#### MATERIAL FOR THIS EXERCISE
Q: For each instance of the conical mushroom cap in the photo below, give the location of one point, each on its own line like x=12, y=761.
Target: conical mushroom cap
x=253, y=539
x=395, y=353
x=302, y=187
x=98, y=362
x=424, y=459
########
PROBLEM REQUIREMENTS ▸
Could you write out every line of the material above again, requests included, adding 102 to each x and y coordinate in the answers?

SOLUTION TO THIS EXERCISE ▸
Q: For each instance of the conical mushroom cap in the photo below, give the location of one point, each on its own line like x=12, y=761.
Target: conical mushroom cap
x=355, y=641
x=497, y=455
x=404, y=289
x=200, y=464
x=526, y=561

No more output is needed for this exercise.